§ **Written instruction**
Turn every line of the records into one string in a JSON list, skipping blank lines and leaving out the pictures.
# # # # # # #
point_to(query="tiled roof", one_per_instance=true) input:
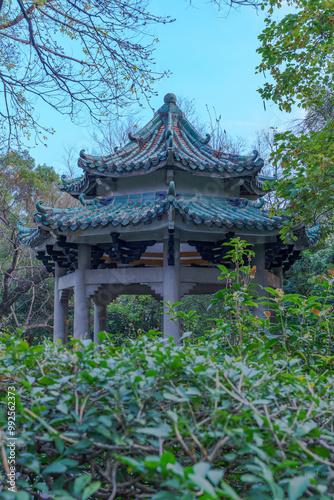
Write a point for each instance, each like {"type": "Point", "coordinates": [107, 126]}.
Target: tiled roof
{"type": "Point", "coordinates": [168, 139]}
{"type": "Point", "coordinates": [121, 211]}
# # # # # # #
§ **The completed task**
[
  "point_to(query=\"tiled roof\", one_per_instance=true) input:",
  "Write a point for each instance, each like {\"type\": \"Point\", \"coordinates\": [107, 126]}.",
  "Target: tiled roof",
  "{\"type\": \"Point\", \"coordinates\": [168, 139]}",
  "{\"type\": \"Point\", \"coordinates\": [121, 211]}"
]